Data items
⟨

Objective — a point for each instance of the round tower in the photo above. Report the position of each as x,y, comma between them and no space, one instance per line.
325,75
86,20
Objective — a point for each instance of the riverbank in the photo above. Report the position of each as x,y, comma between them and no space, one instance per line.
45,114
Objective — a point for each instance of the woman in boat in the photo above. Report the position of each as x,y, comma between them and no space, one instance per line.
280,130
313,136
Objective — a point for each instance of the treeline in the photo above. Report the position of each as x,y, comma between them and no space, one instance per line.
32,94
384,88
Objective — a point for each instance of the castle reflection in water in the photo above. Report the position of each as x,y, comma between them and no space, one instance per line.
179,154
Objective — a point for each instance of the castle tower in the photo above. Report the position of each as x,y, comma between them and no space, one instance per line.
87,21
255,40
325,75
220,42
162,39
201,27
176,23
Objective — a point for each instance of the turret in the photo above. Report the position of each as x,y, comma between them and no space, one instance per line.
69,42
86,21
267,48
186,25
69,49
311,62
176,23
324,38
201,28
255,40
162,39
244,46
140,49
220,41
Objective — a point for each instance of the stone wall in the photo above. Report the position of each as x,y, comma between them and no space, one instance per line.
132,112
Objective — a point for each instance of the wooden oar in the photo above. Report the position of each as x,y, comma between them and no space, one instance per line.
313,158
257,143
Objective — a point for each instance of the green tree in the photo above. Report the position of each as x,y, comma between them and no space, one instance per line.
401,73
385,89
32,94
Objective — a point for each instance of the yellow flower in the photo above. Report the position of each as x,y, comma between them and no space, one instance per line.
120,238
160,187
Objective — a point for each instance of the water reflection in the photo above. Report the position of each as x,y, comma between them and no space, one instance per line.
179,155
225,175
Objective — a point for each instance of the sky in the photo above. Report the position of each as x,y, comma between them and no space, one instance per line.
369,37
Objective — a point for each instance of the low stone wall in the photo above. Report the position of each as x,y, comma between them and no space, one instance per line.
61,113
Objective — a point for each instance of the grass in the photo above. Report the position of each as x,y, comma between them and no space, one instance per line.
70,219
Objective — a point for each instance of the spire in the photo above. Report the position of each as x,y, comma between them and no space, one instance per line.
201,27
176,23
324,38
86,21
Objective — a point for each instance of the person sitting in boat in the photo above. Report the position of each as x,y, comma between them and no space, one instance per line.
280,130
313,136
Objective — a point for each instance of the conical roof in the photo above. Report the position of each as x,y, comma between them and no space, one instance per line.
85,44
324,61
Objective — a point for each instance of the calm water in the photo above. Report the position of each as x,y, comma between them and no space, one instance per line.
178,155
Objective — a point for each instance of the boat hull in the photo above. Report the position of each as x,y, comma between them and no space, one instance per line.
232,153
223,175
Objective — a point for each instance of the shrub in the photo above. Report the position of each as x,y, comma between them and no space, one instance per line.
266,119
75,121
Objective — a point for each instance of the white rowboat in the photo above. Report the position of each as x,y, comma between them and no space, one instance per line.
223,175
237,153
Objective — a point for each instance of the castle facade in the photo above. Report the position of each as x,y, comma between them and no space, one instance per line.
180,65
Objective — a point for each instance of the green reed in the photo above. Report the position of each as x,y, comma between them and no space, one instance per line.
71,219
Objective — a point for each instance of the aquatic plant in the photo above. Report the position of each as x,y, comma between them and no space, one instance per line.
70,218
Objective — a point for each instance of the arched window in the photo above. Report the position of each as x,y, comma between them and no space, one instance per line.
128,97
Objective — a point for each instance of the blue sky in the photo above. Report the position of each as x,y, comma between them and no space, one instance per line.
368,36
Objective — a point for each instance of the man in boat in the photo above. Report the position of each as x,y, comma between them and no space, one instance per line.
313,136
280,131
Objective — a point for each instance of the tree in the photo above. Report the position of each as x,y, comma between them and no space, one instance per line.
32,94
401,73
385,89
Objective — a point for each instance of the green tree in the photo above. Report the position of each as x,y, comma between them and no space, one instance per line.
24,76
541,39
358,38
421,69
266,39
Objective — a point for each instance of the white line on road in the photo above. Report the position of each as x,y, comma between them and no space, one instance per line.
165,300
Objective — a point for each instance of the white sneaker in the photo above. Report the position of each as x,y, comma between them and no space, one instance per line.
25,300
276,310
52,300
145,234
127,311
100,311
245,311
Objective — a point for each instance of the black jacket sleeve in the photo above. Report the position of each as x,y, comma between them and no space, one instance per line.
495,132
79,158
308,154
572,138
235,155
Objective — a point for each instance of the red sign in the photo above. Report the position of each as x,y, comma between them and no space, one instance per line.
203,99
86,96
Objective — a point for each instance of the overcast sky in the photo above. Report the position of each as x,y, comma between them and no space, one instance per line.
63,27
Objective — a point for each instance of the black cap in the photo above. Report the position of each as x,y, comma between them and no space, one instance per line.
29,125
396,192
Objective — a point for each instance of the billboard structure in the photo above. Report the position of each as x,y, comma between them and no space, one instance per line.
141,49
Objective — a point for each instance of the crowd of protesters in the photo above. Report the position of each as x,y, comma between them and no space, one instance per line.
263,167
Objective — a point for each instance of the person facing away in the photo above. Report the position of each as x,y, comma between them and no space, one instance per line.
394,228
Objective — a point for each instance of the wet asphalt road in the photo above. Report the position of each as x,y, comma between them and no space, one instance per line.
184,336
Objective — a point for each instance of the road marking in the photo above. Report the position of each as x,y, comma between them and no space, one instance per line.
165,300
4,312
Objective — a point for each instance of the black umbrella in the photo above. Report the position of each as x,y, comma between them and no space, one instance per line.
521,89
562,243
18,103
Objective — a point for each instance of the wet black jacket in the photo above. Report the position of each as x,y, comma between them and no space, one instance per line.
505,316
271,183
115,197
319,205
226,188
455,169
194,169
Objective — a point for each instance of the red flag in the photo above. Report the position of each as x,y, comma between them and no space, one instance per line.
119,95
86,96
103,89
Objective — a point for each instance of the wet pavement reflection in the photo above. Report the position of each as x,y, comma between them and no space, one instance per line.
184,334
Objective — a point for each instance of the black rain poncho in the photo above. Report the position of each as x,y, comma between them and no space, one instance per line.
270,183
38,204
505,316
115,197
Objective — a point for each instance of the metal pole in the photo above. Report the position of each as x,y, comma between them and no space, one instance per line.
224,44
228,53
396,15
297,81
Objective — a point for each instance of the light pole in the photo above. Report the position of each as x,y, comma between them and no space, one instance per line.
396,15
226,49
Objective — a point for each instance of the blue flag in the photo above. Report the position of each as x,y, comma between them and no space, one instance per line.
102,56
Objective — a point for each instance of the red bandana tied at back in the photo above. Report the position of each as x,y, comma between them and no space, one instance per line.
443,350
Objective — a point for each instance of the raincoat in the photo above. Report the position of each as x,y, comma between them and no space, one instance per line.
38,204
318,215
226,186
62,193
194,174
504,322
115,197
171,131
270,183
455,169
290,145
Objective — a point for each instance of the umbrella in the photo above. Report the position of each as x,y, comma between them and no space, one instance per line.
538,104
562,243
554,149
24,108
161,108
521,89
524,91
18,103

⟩

ASSIGNMENT:
Without altering anything, print all of the data again.

SOLVED EXERCISE:
Objective — a point for each instance of the round tower in the photo above. Report the position of each as x,y, comma between them and no space, one instance per line.
325,75
86,20
Objective — a point for each instance of the riverbank in the photo above. Report the position of each as x,y, comma between them and no space, one instance per line.
45,114
Objective — a point for each instance of the woman in boat in the photo above. Report the position of each as x,y, comma between them and no space, one instance per line.
280,130
313,136
Objective — a point for each instance of the treeline in the photo above. Report the position of each as x,y, comma between them and no space, one instance per line.
32,94
384,88
Objective — a point for each instance of the castle reflection in water in the photo above. Report the position of each as x,y, comma between them and no space, one instance per line.
179,154
Objective — a point for each instance of the castle tower in the photo above. Report the position of each as x,y, comma between them and no space, one instance per line.
87,21
255,40
325,75
220,42
162,39
201,27
176,23
Objective — a point for each instance of the turret in the photo above. Report the position of each as x,y, comma between them and no space, one instance per line.
69,42
86,21
267,48
186,25
69,49
311,62
176,23
324,38
201,28
255,40
162,39
244,46
140,49
220,41
Objective — a point for each instance of the stone wall in the photo above. Report the position of each as x,y, comma between them and no space, one instance per line.
132,112
Objective — a point for each instance of the wooden oar in the photo above. Report the position of each as x,y, comma between them and no space, one instance per line.
313,158
257,143
Objective — a point for each instance of the green tree in the photo above. Report the position of each as x,y, comma between them and no space, one instance per line.
401,73
385,89
32,94
Objective — a point for each instance of the yellow flower in the photo above. Report the position of each as x,y, comma between them and no space, one instance per line.
120,238
160,187
Objective — a point for each instance of the water reflection in the photo above. Report the position of each as x,y, comma between them and no space, one instance per line.
179,155
225,175
Objective — a point for each instance of the sky in the photo above. Report the position of each as x,y, comma between them and no space, one instance per line.
369,37
Objective — a point for each instance of the low stone wall in the photo above. Report the position of each as x,y, comma between them and no space, one instance per line.
61,113
Objective — a point for each instance of the grass in the photo above. Report the position of each as x,y, comma between them and no space, one instance per line.
70,219
Objective — a point for each instance of the spire in the photo above. Report the position of each as x,y, comma between them and no space, one instance per line.
201,27
176,23
324,38
86,21
Objective — a point for each instance of the person sitting in boat in the photo above. Report the position of each as x,y, comma between them and no space, one instance per line.
280,130
313,136
Objective — a point for each instance of the conical roof in the photo above. Report the position of each as x,y, comma between them and no space, one instance per line.
85,44
324,61
Objective — a point for each instance of the calm water in the photo above. Report the position of each as x,y, comma between them and no space, one instance per line.
178,155
Objective — a point for each instance of the boat hull in the photo above. Report the position of each as x,y, comma between them and no space, one instance per line.
232,153
223,175
Objective — a point for each instance of the shrub in the photo above. Report the position of each as x,y, comma between them and no space, one instance per line.
266,119
75,121
Objective — a point for each instance of the white rowboat in the photo above. Report the position of each as x,y, comma between them and no space, one instance per line.
223,175
237,153
Objective — a point for each instance of the castle facade in the photo above. Report the position of each as x,y, comma between them and no space, one instance per line.
180,65
Objective — a point for each instance of the green reed in the photo above. Report the position of each as x,y, comma between them and no space, one instance per line.
71,219
Objective — a point for each instance of the aquatic plant in the photo above. Report the position of each as x,y, comma between them and no space, one instance per line.
70,218
Objective — a point for each instance of the arched window in the photo above. Report the position of each as x,y, comma between them and no space, one instance per line.
128,97
Objective — a point for each instance of the blue sky in the photo above. Report the position of each as x,y, comma between them and no space, one instance per line.
368,36
Objective — a point for each instance of the man in boat in the photo above. Report the position of each as x,y, comma between them and no space, one instance per line.
313,136
280,131
Objective — a point for each instance of the tree in the photo above. Report the position of each as x,y, comma between them and no space, one instance per line.
32,94
401,73
385,89
Objective — a point for each instance of the green tree in the photo above. Report the position of each as x,y, comma between them and no space, one instance per line.
24,76
541,39
358,38
421,69
266,39
Objective — a point for each instance of the white line on road in the photo above. Report the position of each as x,y, comma between them and no space, one instance per line.
165,300
Objective — a point for each instance of the white sneaker in the photo above. Report the position of each as x,y, comma between them and no space, one instance per line.
25,300
276,310
52,300
145,234
127,311
100,311
245,311
Objective — a point for each instance of the black jacket sleeve in the photo above. Report the position of each as x,y, comma between them and no space, one instance per line.
495,132
79,158
308,154
572,138
235,155
Objective — a point for each instance of the red sign in the photo above. Report the position of each as x,y, comma between them and no space, one instance per line.
203,99
86,96
Objective — a point for each instance of the overcast sky in the photo above. Report the position of each as x,y, comma between them and no space, one instance per line.
63,27
Objective — a point for each instance of the black cap in the photo above. Report the position of each as x,y, comma between them and no space, one instance per line.
29,125
396,192
Objective — a point for each instance of the billboard structure in the photo above. Report the position of each as x,y, comma between them and no space, one instance per line.
141,49
Objective — a point for each instance of the crowd of protesters in the photo above. Report the position of each as x,y, comma between them and no space, one instance per line.
263,167
Objective — a point for each instance of the person facing away in the photo above. Report the position of each as x,y, comma between them and no space, one instance per line.
394,228
Objective — a point for each instance of the wet asphalt road in the photo above. Report the position of each as x,y, comma between them and no space, one instance per line.
184,336
Objective — a point for each instance of the road marking in the photo above. Report the position of each as x,y, comma between them and no space, one instance per line.
165,300
4,312
Objective — a point for each instance of the black umbrella in the photo above. Report the position of each as x,y, comma between them and no space, one instance per line.
521,89
562,243
18,103
Objective — a point for each instance of the wet black jacket in the photo above. Report the position of each as x,y, comma between them and no space, one instance per line.
505,316
271,183
115,197
319,205
226,188
455,169
194,169
Objective — a point for each instance of the red flag in the photo above. Report the position of each as x,y, comma between them and no space, one instance per line.
119,95
86,96
103,89
Objective — a point for each instance of the wet pavement reflection in the photo above. Report the position of each as x,y, comma between them and no space, one instance per line.
184,334
Objective — a point for each instance of the black rain poncho in the photo above. Report the position of each as x,y, comma between them and no space, one instance per line.
270,183
38,204
505,316
115,197
Objective — a point for each instance of the metal pole in the photo above. Report the position of each as x,y, comma between them and no space, one instance per line.
224,44
228,53
396,15
297,81
Objective — a point for each instance of the light pole in the photo above. Report the position of each as x,y, comma between them and no space, one instance per line.
396,15
226,49
Objective — a point for each instance of the blue flag in the photo above. Report the position of each as x,y, comma between them and no space, one instance per line.
102,56
Objective — a point for each instance of the red bandana tied at back in the photo above. Report the position of each as x,y, comma between them and no space, one instance per line.
443,350
Objective — a point for each instance of the raincoat in the photo above. Report the position of each as x,y, comma between them and no space, one instance per line.
38,204
318,215
226,186
62,193
194,174
504,322
115,197
171,131
270,183
455,169
290,145
Objective — a point for each instance of the umbrella in the photo above. Report the position of each as x,y, comma between them and no space, one instance per line.
538,104
562,243
554,149
24,108
161,108
521,89
524,91
18,103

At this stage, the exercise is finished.